- _WHAT IS NEEDED_: Repeat all the lines below word for word, but leave out the pictures.

- _DATA PROVIDED_:
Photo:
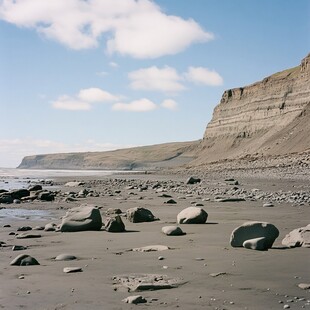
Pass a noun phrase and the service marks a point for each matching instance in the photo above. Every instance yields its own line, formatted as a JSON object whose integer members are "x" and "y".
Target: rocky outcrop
{"x": 270, "y": 117}
{"x": 138, "y": 158}
{"x": 265, "y": 119}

- _SOLUTION TO THIS TASK_:
Photo:
Pass a noun phrase and the service marks a point for each matching instance in the photo above. Every instance yields its own line, formatted as a JSON object whose integer members are "x" and "y".
Target: rocky outcrop
{"x": 270, "y": 117}
{"x": 138, "y": 158}
{"x": 265, "y": 119}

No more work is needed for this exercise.